— Brief —
Output the whole listing again, exactly as it reads.

[Dataset excerpts — start]

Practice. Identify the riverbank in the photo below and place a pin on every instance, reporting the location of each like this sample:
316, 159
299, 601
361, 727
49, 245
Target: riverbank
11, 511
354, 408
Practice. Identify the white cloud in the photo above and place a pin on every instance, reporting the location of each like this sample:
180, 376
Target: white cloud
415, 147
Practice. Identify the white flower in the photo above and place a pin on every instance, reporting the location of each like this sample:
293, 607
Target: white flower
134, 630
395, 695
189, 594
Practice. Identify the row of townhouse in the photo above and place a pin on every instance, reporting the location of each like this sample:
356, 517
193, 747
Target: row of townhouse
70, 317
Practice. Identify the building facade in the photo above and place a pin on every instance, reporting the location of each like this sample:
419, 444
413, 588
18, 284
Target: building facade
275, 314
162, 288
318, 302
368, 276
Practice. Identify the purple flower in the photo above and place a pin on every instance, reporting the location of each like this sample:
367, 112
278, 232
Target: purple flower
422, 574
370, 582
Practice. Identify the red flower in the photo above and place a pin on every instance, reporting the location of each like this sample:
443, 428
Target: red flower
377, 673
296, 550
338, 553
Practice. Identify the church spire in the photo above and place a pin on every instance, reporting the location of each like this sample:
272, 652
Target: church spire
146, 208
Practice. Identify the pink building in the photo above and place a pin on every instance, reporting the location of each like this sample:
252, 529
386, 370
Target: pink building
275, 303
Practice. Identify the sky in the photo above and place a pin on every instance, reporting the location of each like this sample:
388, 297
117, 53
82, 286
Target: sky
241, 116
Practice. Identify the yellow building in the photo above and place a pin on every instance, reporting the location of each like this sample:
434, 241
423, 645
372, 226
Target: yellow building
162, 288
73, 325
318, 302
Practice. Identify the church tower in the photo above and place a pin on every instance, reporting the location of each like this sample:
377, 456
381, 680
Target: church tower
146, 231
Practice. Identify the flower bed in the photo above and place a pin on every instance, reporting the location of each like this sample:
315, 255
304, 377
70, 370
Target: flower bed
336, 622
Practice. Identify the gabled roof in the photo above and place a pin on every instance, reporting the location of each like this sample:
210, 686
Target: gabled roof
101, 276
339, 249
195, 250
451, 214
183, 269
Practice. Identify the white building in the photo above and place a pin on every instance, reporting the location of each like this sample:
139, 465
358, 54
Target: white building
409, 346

[Dataset excerpts — finish]

— Solution —
Practice. Identify the riverbank in the photo below and place a pin on every instance, reporting the location of each like this sample:
316, 159
299, 601
361, 727
49, 245
Target: riverbank
11, 511
354, 408
Practice. Identify the white cloud in the photo above and place a pin on every instance, reporting the location of each like this sample:
180, 376
Target: white cloud
415, 147
Practice. Identify the white flower in the photo above and place a pin on every instance, reporting the location of each like this sample:
293, 607
Target: white flower
134, 630
395, 695
189, 594
Practice. Identify the row of townhouse in the photo above and place a pin on every instance, reporting the location of each like this sample:
356, 517
193, 747
Target: row of townhouse
70, 317
Practice. Identify the building facade in the photo above and place a pin on every instance, reporting the location of each like this sample:
419, 444
413, 588
18, 284
Target: building facade
275, 314
162, 288
318, 302
368, 276
Practice. Identify the purple flower in the photo above and place a pin on every instance, reporting the location of each like this sample:
367, 112
278, 232
Target: purple flower
422, 574
370, 582
Practice. Identify the red flower in the photo above and place a pin on every instance, reporting the location of each like this sample:
443, 428
Target: red flower
377, 673
296, 550
338, 553
Practice. Identify the church spire in the photo above and place a pin on every instance, reporting the location of each like this sample:
272, 652
Target: church spire
146, 208
Practice. Identify the pink building in the photo above and place a pin on every instance, reporting the location of each like this sample:
252, 529
386, 370
Target: pink building
275, 303
Practice. Identify the sky in the photo above and place a pin on every instance, reporting the location of each like this sample:
388, 297
117, 53
82, 286
Target: sky
241, 116
Practice. Identify the yellow building in the photo above and place a pin on every instance, reporting the location of each like this sample:
434, 241
423, 645
372, 226
Target: yellow building
162, 288
73, 325
318, 302
Practice. Identify the church tower in the photo above and place a pin on every instance, reporting the location of each like this sample:
377, 456
381, 680
Target: church tower
146, 231
Practice. Identify the flower bed in the photo above and place a pin on every instance, reporting the location of each like this sample:
315, 255
304, 377
70, 370
Target: flower bed
336, 622
Practice. Identify the gabled roof in the photo above and place a pin on every instance, reporting the location of each like this sample:
210, 686
Target: gabled roof
101, 276
339, 249
195, 250
451, 214
183, 269
Practice. Identify the white building in the photo above and place a pin on every instance, reporting the location of each like this sample:
139, 465
358, 54
Target: white building
409, 346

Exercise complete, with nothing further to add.